Records from a data collection:
::::
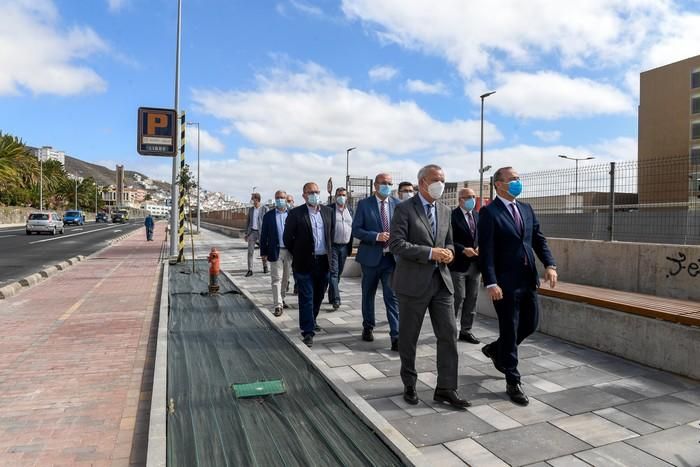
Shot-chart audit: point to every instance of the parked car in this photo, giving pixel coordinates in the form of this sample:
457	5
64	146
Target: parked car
49	222
74	217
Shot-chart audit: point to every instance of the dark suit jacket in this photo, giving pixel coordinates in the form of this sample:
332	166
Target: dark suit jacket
269	238
411	241
502	251
299	236
462	237
366	224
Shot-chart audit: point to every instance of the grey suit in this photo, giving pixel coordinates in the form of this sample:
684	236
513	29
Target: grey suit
422	284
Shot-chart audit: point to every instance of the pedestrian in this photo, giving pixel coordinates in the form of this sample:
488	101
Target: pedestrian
342	244
421	239
405	191
371	226
308	234
273	250
148	222
509	238
252	230
465	268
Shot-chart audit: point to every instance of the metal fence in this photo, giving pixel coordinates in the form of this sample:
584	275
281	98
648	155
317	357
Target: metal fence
651	201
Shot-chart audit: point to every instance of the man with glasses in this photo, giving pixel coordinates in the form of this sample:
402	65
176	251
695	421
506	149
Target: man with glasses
371	226
308	235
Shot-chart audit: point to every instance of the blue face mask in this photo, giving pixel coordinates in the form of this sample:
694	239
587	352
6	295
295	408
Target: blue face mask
515	187
469	203
384	190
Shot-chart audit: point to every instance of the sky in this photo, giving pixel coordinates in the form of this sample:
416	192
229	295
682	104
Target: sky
281	88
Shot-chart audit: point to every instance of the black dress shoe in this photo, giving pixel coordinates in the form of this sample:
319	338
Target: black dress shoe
394	344
450	396
410	395
467	336
516	394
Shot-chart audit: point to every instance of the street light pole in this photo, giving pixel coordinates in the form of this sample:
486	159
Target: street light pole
481	161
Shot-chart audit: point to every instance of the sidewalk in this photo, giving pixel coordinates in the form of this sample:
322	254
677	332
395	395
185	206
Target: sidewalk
587	407
76	361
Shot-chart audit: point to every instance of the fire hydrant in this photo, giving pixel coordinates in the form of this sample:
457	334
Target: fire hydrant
214	269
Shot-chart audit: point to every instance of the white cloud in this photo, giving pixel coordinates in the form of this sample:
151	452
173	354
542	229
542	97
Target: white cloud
547	136
421	87
313	110
550	95
38	55
382	73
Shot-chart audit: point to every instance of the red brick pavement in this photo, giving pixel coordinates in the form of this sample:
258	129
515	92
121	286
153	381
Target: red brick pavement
76	361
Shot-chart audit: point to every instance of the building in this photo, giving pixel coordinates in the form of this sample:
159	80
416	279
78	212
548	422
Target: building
669	132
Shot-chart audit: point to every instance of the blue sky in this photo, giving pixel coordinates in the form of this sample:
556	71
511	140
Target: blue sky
282	87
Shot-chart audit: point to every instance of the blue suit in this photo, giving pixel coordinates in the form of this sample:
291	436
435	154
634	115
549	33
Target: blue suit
375	263
507	259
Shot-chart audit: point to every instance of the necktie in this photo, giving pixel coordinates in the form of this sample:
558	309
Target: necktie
517	218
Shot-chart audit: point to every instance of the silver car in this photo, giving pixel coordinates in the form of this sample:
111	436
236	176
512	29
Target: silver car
49	222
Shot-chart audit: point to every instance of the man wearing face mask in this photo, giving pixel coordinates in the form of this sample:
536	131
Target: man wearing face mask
273	249
342	244
421	240
509	238
465	268
308	235
405	191
252	230
371	226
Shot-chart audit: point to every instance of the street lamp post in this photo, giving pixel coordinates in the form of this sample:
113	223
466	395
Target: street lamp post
481	161
198	209
576	160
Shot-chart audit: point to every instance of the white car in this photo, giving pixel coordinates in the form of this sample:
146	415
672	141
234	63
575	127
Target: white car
49	222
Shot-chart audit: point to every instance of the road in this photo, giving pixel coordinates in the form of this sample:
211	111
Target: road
22	254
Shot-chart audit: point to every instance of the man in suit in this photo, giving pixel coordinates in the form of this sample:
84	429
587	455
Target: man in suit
421	240
509	239
308	235
465	268
371	226
252	230
273	249
342	244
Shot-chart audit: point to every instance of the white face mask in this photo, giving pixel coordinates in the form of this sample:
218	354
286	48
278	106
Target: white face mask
435	189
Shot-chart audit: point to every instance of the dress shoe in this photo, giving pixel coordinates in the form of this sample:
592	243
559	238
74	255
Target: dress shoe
450	396
467	336
516	394
410	395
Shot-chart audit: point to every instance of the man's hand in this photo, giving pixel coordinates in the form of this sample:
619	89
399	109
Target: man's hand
550	275
471	252
495	293
383	237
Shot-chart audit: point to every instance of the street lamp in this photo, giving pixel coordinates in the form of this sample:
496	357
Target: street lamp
576	159
481	161
198	209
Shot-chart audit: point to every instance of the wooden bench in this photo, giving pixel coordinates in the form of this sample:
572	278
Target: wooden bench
667	309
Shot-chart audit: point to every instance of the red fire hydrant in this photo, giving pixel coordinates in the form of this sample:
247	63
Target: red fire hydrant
214	269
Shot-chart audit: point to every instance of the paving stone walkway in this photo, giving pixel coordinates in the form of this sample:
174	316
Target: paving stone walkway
76	358
587	407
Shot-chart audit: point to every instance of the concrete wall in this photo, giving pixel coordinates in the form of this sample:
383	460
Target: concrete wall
663	270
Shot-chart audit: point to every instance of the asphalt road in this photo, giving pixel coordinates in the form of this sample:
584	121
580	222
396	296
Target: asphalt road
22	254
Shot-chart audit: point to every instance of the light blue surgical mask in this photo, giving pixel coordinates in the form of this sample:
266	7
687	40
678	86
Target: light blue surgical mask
469	204
384	190
515	187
::::
Each entry must be retyped word for word, with every image omitted.

# [Output]
Shot-chart audit: point to every instance of the parked car in this photo, giving pixel coordinates in the form of this sample:
457	5
64	146
Target: parked car
49	222
74	217
Shot-chart audit: point to every instance of the dark suit jacket in this photo, giving pixel coordinates in the form of this sample:
332	166
Target: dark suit jacket
269	238
411	241
502	251
299	236
462	237
366	224
Shot-chart audit: point to every instance of the grey suit in this photo, giving pixel coordinates in the form of this sample:
684	236
513	29
Target: grey suit
422	284
Shot-chart audit: point to every instance of the pedestrian in this photo, giving pixel coordinates in the form of this sample:
488	101
Target: pedestrian
342	244
421	239
405	191
371	226
308	234
273	250
148	222
509	238
252	230
465	268
Shot-chart audit: point to every instance of the metal fence in this photo, giving pixel coordinates in the form of this sample:
584	275
281	98
648	155
317	357
Target: metal fence
651	201
Shot-chart audit: point to every instance of the man with glasses in this photo, giving pixel coordinates in the form of this sample:
402	65
176	251
695	421
506	149
Target: man with glasses
371	226
308	235
Shot-chart audit: point to every instance of the blue face mask in this photo, giving pixel coordinates in the form of this sample:
694	239
587	352
6	295
295	408
Target: blue face mask
515	187
469	203
384	190
Shot-chart audit: point to every instance of the sky in this photo, giving pixel coordinates in the form of this sample:
416	192
229	295
682	104
Target: sky
281	88
Shot-chart audit: point to every instance of the black dress shoe in this photo, giving pixel coordinates in the form of this sample:
319	338
Target: black dress shoe
394	344
450	396
410	395
467	336
516	394
Shot-chart audit: point to every instance of the street light pole in this photo, giving pixel coordinates in the form of this sample:
486	159
Target: street light pole
481	161
Shot-chart audit: point to every instance of the sidewalk in this photo, giving pixel coordinates in the form of this sample:
322	254
677	332
395	395
185	206
Target: sidewalk
587	407
76	361
Shot-chart audit: point to every instance of the fire hydrant in this photo, giving pixel coordinates in the form of this sample:
457	334
Target: fire hydrant
214	269
Shot-chart audit: point to every instance of the white cloud in this photo, giving pixel coordinates in the form of this sample:
151	452
173	354
542	229
542	97
Target: white cloud
547	136
421	87
313	110
550	95
38	55
382	73
Shot-chart audit: point to every instance of the red brick pavement in this photo, giving pixel coordinates in the form of this sample:
258	129
515	92
121	286
153	381
Target: red brick pavement
76	361
Shot-chart audit: point to every instance of the building in this photo, giving pixel coordinates in the form of this sample:
159	80
416	279
78	212
548	422
Target: building
669	132
Shot-chart audit: point to every instance of the blue sky in this photo, giving pixel coordinates in the form of this sample:
556	71
511	140
Target: blue sky
282	87
Shot-chart audit: point to every instance of the blue suit in this photo, giving pixel coordinates in the form of this sample:
291	436
435	154
634	115
549	33
Target: blue suit
375	263
507	259
Shot-chart audit: point to every instance of the necktie in this photo, giving pixel coordinates in the form of this sample:
558	309
Target: necktie
517	218
Shot-chart audit: point to every instance of the silver car in this photo, giving pixel coordinates in the form of this sample:
111	436
236	176
512	29
Target: silver car
49	222
Shot-chart audit: point to every instance of the man wearing face mask in this photo, giving pixel coordinates in the form of this sample:
536	131
Target: man wearing face mask
273	249
342	244
421	240
509	238
465	268
308	235
405	191
252	230
371	226
Shot-chart audit: point to every instance of the street lamp post in this photo, giving pixel coordinates in the form of this sample:
113	223
466	395
Target: street lamp post
481	161
198	209
576	160
Shot-chart audit: point to every instance of the white car in this photo, giving pixel coordinates in the form of this sample:
146	415
672	141
234	63
575	127
Target: white car
49	222
Shot-chart audit: point to every instance of the road in this photo, giving pixel coordinates in the form of this sample:
211	111
Target: road
22	254
Shot-chart audit: point to every instance of the man in suit in this photo, giving pixel coordinates in the form of this sample:
84	429
587	455
Target: man in suit
421	240
509	239
308	235
465	268
371	226
252	230
273	249
342	244
Shot-chart audit: point to every instance of the white face mask in this photo, giving pixel coordinates in the form of this sample:
218	354
286	48
278	106
Target: white face mask
435	189
Shot-chart audit: point to every instance of the dress shoe in this photo, giving pixel coordinates in the form of this sample:
592	243
559	238
74	255
Target: dress shoe
450	396
467	336
516	394
410	395
Shot-chart audit: point to every instance of the man's hand in this photo, giving pixel coordinates in the form of this sample:
619	89
399	109
Target: man's hand
550	275
471	252
495	293
383	237
Shot-chart audit: point to every instance of the street lamp in this photo, giving pixel coordinates in the form of this sample:
496	357
Target: street lamp
576	159
481	161
198	209
Shot-chart audit: point to every instance of the wooden bench in this photo, giving pixel coordinates in the form of this sample:
572	278
Target: wooden bench
667	309
Shot-chart audit: point to every instance of the red fire hydrant in this photo, giving pixel coordinates in the form of this sample:
247	63
Target: red fire hydrant
214	269
Shot-chart audit: point to every instance of the paving stone walkway in this photo, giving pixel coordinates in the form of this sample:
174	316
Target: paving stone walkway
76	358
587	407
Shot-chart audit: point to every instance of the concrete wall in this photo, giving pixel coordinates in the form of this sample:
383	460
Target: concrete wall
663	270
Shot-chart audit: point to every instance of the asphalt road in this photo, giving pixel coordinates in the form of this sample:
584	121
580	222
396	296
Target: asphalt road
22	254
Shot-chart audit: point to every instance of the light blue surgical mask in this photo, giving pixel coordinates in the form of this sample:
266	7
687	40
678	86
Target: light blue surgical mask
469	204
384	190
515	187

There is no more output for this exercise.